* _WORK REQUIRED_
Reproduce every one of the entries below verbatim, changing nothing.

Excerpts from labeled region data
------------

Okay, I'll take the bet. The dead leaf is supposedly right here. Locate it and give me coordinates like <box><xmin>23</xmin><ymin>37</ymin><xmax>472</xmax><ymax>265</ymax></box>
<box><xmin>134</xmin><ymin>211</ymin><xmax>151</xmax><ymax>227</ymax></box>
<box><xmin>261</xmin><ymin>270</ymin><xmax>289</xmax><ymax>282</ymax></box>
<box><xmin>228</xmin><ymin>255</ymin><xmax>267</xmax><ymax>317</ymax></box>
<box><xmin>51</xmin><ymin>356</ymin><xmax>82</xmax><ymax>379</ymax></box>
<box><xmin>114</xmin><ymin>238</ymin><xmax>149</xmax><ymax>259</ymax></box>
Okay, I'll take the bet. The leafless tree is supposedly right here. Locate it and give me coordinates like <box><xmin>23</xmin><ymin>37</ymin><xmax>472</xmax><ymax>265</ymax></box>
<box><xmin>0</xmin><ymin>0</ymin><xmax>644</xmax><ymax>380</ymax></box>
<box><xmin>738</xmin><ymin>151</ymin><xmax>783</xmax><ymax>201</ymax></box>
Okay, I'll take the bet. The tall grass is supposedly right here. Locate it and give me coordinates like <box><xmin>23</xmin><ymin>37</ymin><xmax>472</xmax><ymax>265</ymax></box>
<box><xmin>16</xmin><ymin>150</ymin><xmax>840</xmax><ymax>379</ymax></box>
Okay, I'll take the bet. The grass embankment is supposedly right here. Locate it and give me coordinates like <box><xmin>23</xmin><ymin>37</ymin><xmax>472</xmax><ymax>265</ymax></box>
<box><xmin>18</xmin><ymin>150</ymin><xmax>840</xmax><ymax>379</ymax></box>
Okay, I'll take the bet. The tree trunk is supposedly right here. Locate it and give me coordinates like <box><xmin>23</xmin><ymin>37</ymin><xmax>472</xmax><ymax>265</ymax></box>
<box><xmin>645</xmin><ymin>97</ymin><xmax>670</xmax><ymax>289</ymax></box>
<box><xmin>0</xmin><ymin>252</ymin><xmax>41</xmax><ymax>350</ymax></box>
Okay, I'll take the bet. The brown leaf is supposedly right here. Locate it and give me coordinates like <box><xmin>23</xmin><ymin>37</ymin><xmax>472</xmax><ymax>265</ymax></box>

------------

* _ANSWER FOR THE TASK_
Okay, I'll take the bet. The dead leaf is supposedly right here. Locate it and give me coordinates like <box><xmin>23</xmin><ymin>37</ymin><xmax>472</xmax><ymax>265</ymax></box>
<box><xmin>134</xmin><ymin>211</ymin><xmax>151</xmax><ymax>227</ymax></box>
<box><xmin>261</xmin><ymin>270</ymin><xmax>289</xmax><ymax>282</ymax></box>
<box><xmin>228</xmin><ymin>255</ymin><xmax>267</xmax><ymax>317</ymax></box>
<box><xmin>51</xmin><ymin>356</ymin><xmax>82</xmax><ymax>379</ymax></box>
<box><xmin>114</xmin><ymin>238</ymin><xmax>149</xmax><ymax>259</ymax></box>
Okay, I'll take the bet. The leafless tree is supposedly right here. Locate it and give me coordinates like <box><xmin>23</xmin><ymin>37</ymin><xmax>472</xmax><ymax>265</ymax></box>
<box><xmin>0</xmin><ymin>0</ymin><xmax>644</xmax><ymax>380</ymax></box>
<box><xmin>738</xmin><ymin>151</ymin><xmax>783</xmax><ymax>201</ymax></box>
Okay, I'll take the bet. The tall grass is supposedly right here. Locate it and give me coordinates like <box><xmin>23</xmin><ymin>37</ymin><xmax>472</xmax><ymax>265</ymax></box>
<box><xmin>16</xmin><ymin>150</ymin><xmax>840</xmax><ymax>379</ymax></box>
Okay, I'll take the bet. The grass embankment is supposedly right here. Locate it and give me coordinates like <box><xmin>23</xmin><ymin>37</ymin><xmax>472</xmax><ymax>265</ymax></box>
<box><xmin>18</xmin><ymin>150</ymin><xmax>840</xmax><ymax>379</ymax></box>
Okay, I'll take the bet. The tree trunk is supposedly right here. Locate it and give me coordinates like <box><xmin>23</xmin><ymin>37</ymin><xmax>472</xmax><ymax>265</ymax></box>
<box><xmin>645</xmin><ymin>97</ymin><xmax>670</xmax><ymax>289</ymax></box>
<box><xmin>0</xmin><ymin>252</ymin><xmax>41</xmax><ymax>350</ymax></box>
Okay, I'll take the bet. The brown leaf is supposedly right here. Locate it and give me coordinates like <box><xmin>23</xmin><ymin>37</ymin><xmax>472</xmax><ymax>265</ymax></box>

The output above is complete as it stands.